### THE RECORDS
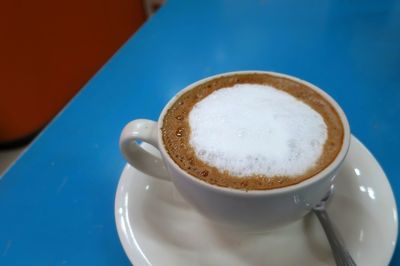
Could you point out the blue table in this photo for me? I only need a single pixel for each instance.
(56, 202)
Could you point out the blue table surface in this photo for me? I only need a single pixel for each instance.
(57, 201)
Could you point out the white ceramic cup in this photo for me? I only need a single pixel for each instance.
(243, 210)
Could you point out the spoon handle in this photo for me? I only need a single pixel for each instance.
(340, 252)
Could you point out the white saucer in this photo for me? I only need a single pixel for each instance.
(157, 227)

### PROBLEM STATEMENT
Change every "photo" in the entries above to "image", keeping all other text the same, and give the entries again without the pictures.

### EXPECTED ANSWER
Could you point out the blue table in this image for me? I only need a single pixel for each instance.
(56, 202)
Could you point out the blue table surface in this image for me? I only need a single pixel for each instance.
(57, 201)
Could you point out the white ceramic cup in this image for me? I only need a single pixel for each instance.
(243, 210)
Could you point out the spoon handle in this image for me? I only need a single pixel for each instance.
(340, 252)
Could you point out the white saucer in this image for me? I only need a single pixel for each instance.
(157, 227)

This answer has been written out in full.